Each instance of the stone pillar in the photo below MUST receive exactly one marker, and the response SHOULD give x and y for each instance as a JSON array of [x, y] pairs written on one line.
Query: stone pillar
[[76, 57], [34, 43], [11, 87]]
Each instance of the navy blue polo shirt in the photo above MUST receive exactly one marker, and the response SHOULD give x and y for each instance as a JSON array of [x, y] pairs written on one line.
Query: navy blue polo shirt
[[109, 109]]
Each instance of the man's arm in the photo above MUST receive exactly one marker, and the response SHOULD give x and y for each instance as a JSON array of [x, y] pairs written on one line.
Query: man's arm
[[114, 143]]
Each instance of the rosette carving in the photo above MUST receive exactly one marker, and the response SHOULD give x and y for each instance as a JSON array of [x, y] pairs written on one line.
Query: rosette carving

····················

Goal of the exercise:
Every line in the data that holds "rosette" should be copied out.

Solution to the exercise:
Each instance of the rosette carving in the photo above MUST receive exactly one marker, and the response SHOULD give x and y for each instance as a JSON array of [x, y] pairs written on one line.
Query: rosette carving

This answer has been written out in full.